(Objective): Reproduce each line exactly. Skip none.

(Data section):

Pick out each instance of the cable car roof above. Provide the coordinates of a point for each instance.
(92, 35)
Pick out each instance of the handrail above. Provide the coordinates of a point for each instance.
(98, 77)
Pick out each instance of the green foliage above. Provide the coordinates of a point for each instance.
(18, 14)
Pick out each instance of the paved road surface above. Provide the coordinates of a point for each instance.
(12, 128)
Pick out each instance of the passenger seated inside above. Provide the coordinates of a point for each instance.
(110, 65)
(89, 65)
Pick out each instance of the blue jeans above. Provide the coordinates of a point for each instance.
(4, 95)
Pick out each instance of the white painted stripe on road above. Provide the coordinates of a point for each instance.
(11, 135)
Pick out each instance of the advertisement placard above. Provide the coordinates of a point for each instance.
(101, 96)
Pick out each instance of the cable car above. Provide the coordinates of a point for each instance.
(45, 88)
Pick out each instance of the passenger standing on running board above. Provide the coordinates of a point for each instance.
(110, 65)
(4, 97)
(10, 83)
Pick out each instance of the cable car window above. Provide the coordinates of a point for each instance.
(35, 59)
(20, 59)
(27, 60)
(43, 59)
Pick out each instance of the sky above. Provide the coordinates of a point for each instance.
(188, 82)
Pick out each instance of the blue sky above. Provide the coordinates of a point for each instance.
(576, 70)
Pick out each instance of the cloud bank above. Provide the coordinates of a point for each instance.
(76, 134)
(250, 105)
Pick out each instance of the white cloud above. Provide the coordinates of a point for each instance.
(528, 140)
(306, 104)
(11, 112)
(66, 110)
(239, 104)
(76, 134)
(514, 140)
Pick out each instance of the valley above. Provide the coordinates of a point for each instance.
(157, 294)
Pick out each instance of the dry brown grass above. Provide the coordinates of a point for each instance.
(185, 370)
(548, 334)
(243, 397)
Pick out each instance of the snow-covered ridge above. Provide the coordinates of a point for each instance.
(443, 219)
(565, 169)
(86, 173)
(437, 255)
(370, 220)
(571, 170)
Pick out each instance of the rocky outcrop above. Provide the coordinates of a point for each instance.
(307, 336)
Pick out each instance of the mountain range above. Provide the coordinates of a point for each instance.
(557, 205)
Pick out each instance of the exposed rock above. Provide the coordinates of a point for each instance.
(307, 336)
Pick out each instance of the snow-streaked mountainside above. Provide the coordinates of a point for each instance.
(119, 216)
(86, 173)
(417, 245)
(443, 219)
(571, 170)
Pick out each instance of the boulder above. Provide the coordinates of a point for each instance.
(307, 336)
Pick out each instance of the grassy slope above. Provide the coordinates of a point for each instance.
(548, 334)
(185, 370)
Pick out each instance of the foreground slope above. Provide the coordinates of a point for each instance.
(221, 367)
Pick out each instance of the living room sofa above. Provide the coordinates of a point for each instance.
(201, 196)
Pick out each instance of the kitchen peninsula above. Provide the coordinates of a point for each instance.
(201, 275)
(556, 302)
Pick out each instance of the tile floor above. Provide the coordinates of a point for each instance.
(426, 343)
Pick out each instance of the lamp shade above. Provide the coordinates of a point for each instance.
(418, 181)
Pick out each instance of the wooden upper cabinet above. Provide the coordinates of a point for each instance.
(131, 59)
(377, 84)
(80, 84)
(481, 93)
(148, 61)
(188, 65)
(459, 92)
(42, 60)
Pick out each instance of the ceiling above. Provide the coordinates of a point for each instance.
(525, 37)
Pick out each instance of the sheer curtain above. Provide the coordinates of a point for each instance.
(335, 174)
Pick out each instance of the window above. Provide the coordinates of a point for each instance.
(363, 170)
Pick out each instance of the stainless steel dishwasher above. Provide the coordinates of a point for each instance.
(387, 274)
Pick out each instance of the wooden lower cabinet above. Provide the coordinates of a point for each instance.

(Result):
Pick out each instance of the cable car roof above. Provide the coordinates of a point for each instance.
(92, 35)
Pick out each instance of the handrail above. Provide the coordinates of a point for each instance.
(98, 77)
Pick out each instance of the green foliage above. Provide the coordinates of a point for each instance.
(18, 14)
Pick out each instance of the paved road surface above. Provide the coordinates of a point for each instance.
(12, 128)
Pick out each instance of the passenger seated inside above. Provide the coordinates of a point for each instance.
(110, 65)
(89, 65)
Pick out each instance of the blue jeans above. Provide the coordinates of a point for each instance.
(4, 95)
Pick out each instance of the white painted stripe on road above. Provide the coordinates of a point for each instance.
(11, 135)
Pick out each instance of the advertisement placard above. Provide the coordinates of a point for each instance.
(101, 96)
Pick out each instance of the cable car above. Provide the coordinates of a point for each instance.
(45, 88)
Pick out each instance of the passenger standing on running board above. Provide the coordinates of a point for each instance.
(110, 65)
(4, 97)
(10, 83)
Pick out each instance of the cable car window above. Provide the coordinates of a point for each instance.
(35, 59)
(20, 59)
(27, 60)
(43, 59)
Pick out each instance of the sky above. Provide the coordinates of a point for each instance.
(188, 82)
Pick out each instance of the blue sky above. Provide the coordinates of a point for each instance.
(576, 70)
Pick out each instance of the cloud bank above. Provide the coordinates of a point for each instance.
(76, 134)
(250, 105)
Pick out each instance of the white cloud above. Provide the coordinates of a point for each instance.
(528, 140)
(306, 104)
(11, 112)
(66, 110)
(239, 104)
(76, 134)
(514, 140)
Pick out each instance of the valley above. Provide the coordinates of a point for each instance.
(157, 294)
Pick out each instance of the dry brown grass above. Provide the coordinates of a point for each instance.
(185, 370)
(548, 334)
(243, 397)
Pick out each instance of the snow-covered ridge above. Provide the coordinates of a point for each instance.
(443, 219)
(565, 169)
(86, 173)
(437, 255)
(370, 220)
(571, 170)
Pick out each instance of the rocky outcrop above. Provide the coordinates of a point for each instance.
(307, 336)
Pick out each instance of the mountain range above. Provide the coordinates of a point for each instance.
(557, 205)
Pick out each instance of the exposed rock above. Provide the coordinates of a point for each instance.
(307, 336)
Pick out each instance of the snow-streaked mountainside above. Provide the coordinates of a point for each instance.
(119, 216)
(86, 173)
(417, 245)
(443, 219)
(571, 170)
Pick out each instance of the boulder above. Provide the coordinates of a point for each instance.
(307, 336)
Pick out each instance of the grassy slope above. Provide the coordinates of a point for each instance.
(548, 334)
(185, 370)
Pick out each instance of the foreground slope above. Provide the coordinates of a point for each instance.
(221, 367)
Pick out each instance of the living room sofa above. Provide the coordinates of a point for each instance.
(201, 196)
Pick out each instance of the kitchen peninsula above. Provide the coordinates of a point for each instance.
(201, 275)
(556, 302)
Pick out each instance of the tile floor above. Provide the coordinates of a point for each instance.
(426, 343)
Pick out each instance of the lamp shade above. Provide the coordinates of a point for each instance.
(418, 181)
Pick out each instance of the wooden upper cabinet above. Provide the coordinates of a point for each instance.
(131, 59)
(377, 84)
(80, 84)
(481, 93)
(148, 61)
(188, 65)
(459, 92)
(42, 60)
Pick out each instance of the ceiling above. Provide the coordinates of a point for each instance.
(525, 37)
Pick out each instance of the sheer curtain above. Provide the coordinates of a point for each instance.
(335, 174)
Pick out each instance of the window above. Provide the coordinates of a point for each instance.
(363, 170)
Pick out each instance of the stainless steel dishwasher above. Provide the coordinates of a point for each instance.
(387, 274)
Pick out each instance of the wooden lower cabinet above. Provide the coordinates of a point for each instance.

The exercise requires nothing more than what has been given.